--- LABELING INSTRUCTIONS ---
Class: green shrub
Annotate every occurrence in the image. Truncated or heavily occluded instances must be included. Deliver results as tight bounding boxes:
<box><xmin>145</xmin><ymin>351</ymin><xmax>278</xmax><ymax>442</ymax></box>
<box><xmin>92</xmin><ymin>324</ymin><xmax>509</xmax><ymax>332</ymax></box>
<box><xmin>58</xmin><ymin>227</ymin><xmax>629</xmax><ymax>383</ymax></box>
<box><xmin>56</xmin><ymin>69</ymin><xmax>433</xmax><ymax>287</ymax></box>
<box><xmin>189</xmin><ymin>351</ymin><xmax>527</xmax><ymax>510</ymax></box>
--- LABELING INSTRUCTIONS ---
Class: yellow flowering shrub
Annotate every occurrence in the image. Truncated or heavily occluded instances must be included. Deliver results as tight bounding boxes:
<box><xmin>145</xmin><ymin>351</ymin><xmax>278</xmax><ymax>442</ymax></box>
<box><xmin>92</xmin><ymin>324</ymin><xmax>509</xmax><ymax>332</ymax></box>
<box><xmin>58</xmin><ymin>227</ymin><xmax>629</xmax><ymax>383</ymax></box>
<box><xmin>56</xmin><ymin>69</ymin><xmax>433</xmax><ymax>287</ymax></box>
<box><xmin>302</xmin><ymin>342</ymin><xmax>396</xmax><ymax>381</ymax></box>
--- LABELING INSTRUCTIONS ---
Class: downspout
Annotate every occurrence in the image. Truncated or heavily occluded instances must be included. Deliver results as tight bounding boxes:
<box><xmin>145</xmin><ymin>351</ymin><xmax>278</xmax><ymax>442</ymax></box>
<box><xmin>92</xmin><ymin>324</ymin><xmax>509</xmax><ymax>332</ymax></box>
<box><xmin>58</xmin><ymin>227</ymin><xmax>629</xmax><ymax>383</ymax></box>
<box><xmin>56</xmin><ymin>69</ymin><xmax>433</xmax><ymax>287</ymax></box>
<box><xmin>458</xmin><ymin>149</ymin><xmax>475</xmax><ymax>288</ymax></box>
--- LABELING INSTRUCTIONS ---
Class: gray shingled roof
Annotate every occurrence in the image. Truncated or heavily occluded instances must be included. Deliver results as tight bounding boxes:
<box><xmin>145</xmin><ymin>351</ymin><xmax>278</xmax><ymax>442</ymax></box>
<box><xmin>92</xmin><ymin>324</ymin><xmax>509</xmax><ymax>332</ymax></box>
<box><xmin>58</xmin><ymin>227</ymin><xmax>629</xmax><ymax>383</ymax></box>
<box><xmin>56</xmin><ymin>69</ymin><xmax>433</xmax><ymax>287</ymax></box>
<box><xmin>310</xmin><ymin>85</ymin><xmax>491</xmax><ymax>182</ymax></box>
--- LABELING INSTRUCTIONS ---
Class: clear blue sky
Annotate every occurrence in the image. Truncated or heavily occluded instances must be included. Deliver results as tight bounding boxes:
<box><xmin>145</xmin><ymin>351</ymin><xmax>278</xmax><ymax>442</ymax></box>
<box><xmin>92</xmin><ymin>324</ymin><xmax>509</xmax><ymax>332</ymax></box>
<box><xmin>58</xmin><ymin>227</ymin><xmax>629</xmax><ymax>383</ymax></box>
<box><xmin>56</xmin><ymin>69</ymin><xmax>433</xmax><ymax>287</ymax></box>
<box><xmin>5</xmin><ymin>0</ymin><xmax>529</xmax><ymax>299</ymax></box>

→ EXERCISE TASK:
Which lines in the records above contain the string "Class", with case counting? Select every such line and copy it out in full.

→ SOLUTION:
Class: green shrub
Class: yellow flowering shrub
Class: downspout
Class: gray shingled roof
Class: clear blue sky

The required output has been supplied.